INFORMATION PROVIDED>
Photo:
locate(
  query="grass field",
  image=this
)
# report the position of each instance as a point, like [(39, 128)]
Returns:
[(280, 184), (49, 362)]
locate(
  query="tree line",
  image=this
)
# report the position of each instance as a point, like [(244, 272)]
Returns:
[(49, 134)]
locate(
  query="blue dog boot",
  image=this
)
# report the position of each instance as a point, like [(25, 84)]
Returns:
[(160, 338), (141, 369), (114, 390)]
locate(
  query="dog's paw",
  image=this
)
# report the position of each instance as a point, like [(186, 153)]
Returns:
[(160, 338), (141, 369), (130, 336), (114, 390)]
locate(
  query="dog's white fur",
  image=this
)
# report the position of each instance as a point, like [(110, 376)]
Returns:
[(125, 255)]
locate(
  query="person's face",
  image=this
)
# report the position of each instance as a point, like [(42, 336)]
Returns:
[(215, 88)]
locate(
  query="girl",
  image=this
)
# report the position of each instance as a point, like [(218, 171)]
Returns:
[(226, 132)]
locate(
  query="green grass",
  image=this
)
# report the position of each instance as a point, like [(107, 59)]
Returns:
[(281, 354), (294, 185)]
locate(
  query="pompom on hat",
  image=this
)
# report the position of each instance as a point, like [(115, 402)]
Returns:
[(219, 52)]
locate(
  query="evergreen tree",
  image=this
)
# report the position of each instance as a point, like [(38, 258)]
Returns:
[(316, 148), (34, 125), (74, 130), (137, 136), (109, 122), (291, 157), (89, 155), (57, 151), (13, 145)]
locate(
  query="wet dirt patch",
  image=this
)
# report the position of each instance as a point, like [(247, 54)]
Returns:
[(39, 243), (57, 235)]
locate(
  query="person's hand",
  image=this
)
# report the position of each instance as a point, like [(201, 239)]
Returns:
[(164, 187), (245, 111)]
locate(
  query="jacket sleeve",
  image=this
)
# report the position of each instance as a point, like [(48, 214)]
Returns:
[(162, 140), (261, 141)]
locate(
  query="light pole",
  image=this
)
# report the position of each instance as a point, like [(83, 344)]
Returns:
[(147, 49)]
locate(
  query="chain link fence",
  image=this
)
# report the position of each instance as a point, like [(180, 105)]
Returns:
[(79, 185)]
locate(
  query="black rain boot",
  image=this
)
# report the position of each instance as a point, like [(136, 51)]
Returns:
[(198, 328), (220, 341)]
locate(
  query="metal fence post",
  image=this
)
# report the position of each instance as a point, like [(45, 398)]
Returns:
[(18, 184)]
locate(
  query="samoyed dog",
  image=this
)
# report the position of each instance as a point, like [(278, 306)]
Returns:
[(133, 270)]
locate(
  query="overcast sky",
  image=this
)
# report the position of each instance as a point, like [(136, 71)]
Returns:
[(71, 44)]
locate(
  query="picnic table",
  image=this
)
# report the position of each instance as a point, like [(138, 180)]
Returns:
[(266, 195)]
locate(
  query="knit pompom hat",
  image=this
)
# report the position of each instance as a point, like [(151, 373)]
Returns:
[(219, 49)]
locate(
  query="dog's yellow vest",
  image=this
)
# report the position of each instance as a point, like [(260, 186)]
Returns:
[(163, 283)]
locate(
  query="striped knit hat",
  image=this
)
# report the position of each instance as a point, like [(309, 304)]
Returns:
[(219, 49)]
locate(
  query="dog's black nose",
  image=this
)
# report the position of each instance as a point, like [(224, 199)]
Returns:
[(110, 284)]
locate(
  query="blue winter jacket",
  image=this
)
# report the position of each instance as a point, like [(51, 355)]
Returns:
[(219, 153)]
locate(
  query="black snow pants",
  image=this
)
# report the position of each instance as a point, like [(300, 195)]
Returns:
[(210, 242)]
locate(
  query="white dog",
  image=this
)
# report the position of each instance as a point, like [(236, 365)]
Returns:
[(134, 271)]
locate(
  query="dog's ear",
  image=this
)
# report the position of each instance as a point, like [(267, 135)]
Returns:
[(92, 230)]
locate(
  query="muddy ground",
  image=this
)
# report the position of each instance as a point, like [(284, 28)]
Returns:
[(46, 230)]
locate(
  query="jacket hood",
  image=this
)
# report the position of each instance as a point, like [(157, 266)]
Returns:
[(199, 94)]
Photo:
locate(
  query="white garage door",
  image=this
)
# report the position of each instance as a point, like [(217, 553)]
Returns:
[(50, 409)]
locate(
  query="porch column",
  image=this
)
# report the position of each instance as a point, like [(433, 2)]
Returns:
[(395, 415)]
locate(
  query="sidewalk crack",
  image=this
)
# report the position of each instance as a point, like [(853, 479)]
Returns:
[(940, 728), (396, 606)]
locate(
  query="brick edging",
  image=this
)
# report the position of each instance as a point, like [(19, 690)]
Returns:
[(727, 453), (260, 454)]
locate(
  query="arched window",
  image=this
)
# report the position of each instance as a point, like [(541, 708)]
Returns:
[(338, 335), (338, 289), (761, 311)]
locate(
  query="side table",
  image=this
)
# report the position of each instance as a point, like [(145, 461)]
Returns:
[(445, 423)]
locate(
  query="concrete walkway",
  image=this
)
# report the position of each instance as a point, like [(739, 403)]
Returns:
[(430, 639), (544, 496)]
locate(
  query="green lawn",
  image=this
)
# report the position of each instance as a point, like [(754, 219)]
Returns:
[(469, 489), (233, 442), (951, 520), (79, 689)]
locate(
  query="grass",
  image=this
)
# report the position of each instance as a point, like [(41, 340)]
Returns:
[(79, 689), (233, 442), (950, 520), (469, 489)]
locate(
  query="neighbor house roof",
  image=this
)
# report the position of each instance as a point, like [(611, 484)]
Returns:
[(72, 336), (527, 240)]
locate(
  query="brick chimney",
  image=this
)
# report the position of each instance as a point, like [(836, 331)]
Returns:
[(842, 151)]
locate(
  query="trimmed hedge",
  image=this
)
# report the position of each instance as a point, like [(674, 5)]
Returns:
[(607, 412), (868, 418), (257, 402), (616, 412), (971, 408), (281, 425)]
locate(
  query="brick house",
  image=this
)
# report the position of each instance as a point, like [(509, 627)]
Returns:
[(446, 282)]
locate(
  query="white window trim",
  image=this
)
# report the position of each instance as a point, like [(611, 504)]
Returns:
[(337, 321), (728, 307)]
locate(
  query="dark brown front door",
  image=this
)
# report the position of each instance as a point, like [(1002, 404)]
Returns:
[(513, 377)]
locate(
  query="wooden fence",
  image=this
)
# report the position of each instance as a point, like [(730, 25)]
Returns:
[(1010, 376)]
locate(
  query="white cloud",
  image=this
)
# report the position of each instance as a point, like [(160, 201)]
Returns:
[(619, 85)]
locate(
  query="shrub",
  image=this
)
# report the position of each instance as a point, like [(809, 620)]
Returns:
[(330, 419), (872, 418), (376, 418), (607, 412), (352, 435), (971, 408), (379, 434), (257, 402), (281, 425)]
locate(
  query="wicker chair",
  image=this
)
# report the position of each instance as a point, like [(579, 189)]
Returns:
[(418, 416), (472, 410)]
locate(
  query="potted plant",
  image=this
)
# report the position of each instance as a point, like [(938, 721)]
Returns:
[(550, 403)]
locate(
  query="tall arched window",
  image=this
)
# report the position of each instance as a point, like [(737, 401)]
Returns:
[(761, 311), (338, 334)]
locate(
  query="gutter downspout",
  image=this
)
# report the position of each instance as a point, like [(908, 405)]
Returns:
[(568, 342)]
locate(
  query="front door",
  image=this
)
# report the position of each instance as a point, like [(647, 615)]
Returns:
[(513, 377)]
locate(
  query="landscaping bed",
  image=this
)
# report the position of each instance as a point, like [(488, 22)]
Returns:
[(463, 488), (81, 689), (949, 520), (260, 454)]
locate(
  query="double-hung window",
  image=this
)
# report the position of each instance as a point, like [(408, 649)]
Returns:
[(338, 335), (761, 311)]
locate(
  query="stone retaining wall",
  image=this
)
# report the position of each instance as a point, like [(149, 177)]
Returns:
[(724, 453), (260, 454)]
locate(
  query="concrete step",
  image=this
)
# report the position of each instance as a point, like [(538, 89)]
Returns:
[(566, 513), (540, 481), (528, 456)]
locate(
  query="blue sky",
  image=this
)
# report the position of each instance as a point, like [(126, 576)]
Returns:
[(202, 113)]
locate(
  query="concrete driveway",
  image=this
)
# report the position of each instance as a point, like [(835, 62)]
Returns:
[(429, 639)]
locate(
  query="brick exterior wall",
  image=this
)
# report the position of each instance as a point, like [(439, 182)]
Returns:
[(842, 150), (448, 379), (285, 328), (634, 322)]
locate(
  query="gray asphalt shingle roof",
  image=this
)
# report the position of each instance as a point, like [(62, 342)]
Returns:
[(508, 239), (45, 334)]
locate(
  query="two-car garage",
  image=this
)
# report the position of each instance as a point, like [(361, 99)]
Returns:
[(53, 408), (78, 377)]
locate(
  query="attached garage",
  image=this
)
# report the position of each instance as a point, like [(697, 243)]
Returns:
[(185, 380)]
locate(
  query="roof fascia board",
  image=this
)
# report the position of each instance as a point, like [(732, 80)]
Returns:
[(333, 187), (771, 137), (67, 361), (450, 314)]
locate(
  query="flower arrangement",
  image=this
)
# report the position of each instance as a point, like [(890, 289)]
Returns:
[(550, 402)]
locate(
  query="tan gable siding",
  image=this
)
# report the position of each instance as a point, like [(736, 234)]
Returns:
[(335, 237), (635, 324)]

THE PROBLEM> For the data above, state how many of its lines contain the word "white", giving no other text.

OUTPUT OF THE EXERCISE> 5